> **Input for this task**:

# # # # # # #

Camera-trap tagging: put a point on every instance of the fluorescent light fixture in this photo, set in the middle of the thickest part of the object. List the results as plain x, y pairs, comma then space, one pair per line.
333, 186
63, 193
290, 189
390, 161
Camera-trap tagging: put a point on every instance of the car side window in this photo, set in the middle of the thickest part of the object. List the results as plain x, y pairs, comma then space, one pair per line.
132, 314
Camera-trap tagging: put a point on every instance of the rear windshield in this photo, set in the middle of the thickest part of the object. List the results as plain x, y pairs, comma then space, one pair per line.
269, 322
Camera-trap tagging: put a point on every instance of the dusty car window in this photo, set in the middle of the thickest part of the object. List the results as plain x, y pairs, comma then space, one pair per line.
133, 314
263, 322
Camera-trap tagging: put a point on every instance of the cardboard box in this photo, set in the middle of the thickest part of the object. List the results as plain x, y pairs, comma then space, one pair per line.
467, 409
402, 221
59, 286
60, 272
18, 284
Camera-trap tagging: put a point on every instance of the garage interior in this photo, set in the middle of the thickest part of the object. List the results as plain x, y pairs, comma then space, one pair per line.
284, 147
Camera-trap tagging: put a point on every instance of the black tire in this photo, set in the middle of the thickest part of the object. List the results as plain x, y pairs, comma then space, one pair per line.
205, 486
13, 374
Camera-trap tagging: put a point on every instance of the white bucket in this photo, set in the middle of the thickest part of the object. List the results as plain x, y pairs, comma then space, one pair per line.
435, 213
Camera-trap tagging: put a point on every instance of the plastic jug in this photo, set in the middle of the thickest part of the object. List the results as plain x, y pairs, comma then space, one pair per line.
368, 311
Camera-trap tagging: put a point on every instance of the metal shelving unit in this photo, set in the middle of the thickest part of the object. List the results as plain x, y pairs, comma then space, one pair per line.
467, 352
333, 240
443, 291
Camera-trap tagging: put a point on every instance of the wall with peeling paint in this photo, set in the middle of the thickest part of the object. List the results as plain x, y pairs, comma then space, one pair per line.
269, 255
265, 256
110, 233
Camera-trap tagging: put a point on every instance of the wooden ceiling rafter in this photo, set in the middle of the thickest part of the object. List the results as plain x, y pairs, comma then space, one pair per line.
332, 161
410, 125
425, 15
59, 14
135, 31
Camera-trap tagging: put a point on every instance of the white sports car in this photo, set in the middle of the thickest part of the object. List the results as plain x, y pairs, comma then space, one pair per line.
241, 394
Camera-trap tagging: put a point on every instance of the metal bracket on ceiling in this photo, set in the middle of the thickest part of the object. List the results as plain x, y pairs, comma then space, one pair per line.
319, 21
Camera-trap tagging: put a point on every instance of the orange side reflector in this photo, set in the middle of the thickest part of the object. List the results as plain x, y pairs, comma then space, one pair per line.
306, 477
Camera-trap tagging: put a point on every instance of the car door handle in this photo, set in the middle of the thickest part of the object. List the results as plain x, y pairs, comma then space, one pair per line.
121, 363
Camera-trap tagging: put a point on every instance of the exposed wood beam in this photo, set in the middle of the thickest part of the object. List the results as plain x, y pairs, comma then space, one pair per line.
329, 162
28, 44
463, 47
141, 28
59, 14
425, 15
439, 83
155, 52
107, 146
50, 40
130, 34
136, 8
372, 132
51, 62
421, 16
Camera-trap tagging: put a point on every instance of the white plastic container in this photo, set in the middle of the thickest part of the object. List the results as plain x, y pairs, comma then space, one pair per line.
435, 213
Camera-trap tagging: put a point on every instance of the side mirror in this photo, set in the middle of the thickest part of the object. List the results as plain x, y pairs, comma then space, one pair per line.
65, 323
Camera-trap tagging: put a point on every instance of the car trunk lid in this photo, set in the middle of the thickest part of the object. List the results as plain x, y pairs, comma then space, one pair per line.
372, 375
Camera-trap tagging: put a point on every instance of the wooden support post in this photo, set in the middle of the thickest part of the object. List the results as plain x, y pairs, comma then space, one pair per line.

# # # # # # #

> **Required action**: Copy each line of the material exactly as written.

> **Answer to this task**:
Camera-trap tagging: put a point on every instance of the fluorescent light fixture in this photo, set in the middle of the thickest part of the object. List the results as plain x, y pairs, comma then space, one pair per line.
333, 186
63, 193
290, 189
390, 161
Camera-trap tagging: put a point on every instance of the car side window in this photo, set in the middle of the thickest part of the object. List the results as plain x, y pairs, comma then space, one pair per line.
132, 314
Camera-trap tagging: put a point on every instance of the rear windshield in this photo, set in the middle of the thickest part of the object. List the results as plain x, y pairs, comma then space, one pair per line.
269, 322
Camera-trap tagging: put a point on every instance of the dusty car window in this photo, set in the middle of the thickest part of the object. List the results as plain x, y pairs, comma then space, one pair per line.
133, 314
263, 322
Camera-trap tagging: put a point on every instance of the cardboard box in this photo, set in the middle of the thickest part of the object. List the results as plain x, y pairs, comma then space, one pair per line.
467, 409
402, 221
59, 286
60, 272
18, 284
Camera-trap tagging: put a point on every instance of the garage interior in this photo, set in the middle of the thickest part of the object. List the results as plain x, y pairs, comma then space, one pair per line.
284, 147
Camera-trap tagging: put a point on every instance of the black tire in this photo, set in the middle of the thickest part of the object. List the results as plain x, y pairs, comma then space, one pair per line.
205, 486
13, 374
Camera-trap tagging: put a point on every instance of the white bucket in this photo, set in the middle of the thickest part of the object. List the results as plain x, y pairs, comma then space, one pair per line.
435, 213
Camera-trap tagging: put a point on every instance of the plastic jug in this photo, set in the middle of the thickest part of the object. List the results as plain x, y pairs, comma then space, one pair per line.
368, 311
Camera-trap tagging: put a point on every instance of the metal shelving unit in this photo, set in the middle of the thickest part of the object. List the results as plain x, y pairs, comma then space, one pair per line.
467, 352
333, 240
443, 291
Camera-trap tagging: put a point on every instance of the wall with peeling paint in this photo, set in the middle of the thickest part of the object. List the results as plain x, y pairs, comma then space, one pair per line.
269, 255
265, 256
110, 233
Camera-trap tagging: put a point on every instance of the wooden ceiling rafter in this photo, set in the middle of the thickest part of the object. List the results as plain x, y pairs, comma then space, one pair per line.
332, 161
410, 125
425, 15
59, 14
135, 31
Camera-trap tagging: put a point on every instance of the white sports car in this photo, set in the middle of the thickest part of the object. List the results as plain x, y pairs, comma then space, one pair per line.
241, 394
Camera-trap tagging: put a point on every instance of the metal bracket on ceiling in this photo, set in the middle of the thickest part of the object. List the results as plain x, y pairs, comma then space, one pair per line.
319, 21
Camera-trap tagging: put a point on every instance of the orange side reflector in this photo, set in the middle of the thickest part of the object. List the results as plain x, y pairs, comma then space, one pair per line.
306, 477
Camera-trap tagging: put a point on every instance of the car door handle in this photo, set in the middle of the thickest part of the object. List the results as plain x, y pairs, comma then space, one pair per line.
121, 363
Camera-trap tagging: put a point on every instance of the exposed wood beam in this photo, set in the middle of the thickest part of the object. List the results as plain x, y pairs, comma then space, one pair per line.
329, 162
28, 44
463, 47
141, 28
59, 14
425, 15
439, 83
155, 52
107, 146
50, 40
130, 34
136, 8
372, 132
51, 62
421, 16
Camera-trap tagging: put a point on every instance of the white plastic container in this photo, set in the middle of the thickest part of the object. List the results as plain x, y pairs, comma then space, one pair per line.
435, 213
Camera-trap tagging: put a point on every instance of the side mirror in this photo, set in the middle of the thickest part of the object. List the results as plain x, y pairs, comma then space, one pair per line.
65, 323
Camera-trap tagging: put a point on every instance of the car trunk lid in this photo, set in the middle of the thickest part of the object. List the results as plain x, y pairs, comma then space, one pair per line.
372, 375
Camera-trap tagging: put a point on every instance of the wooden support post in this photo, set in the middle of the thickest part of the object. List the results as plain x, y pairs, comma then space, one pair per line.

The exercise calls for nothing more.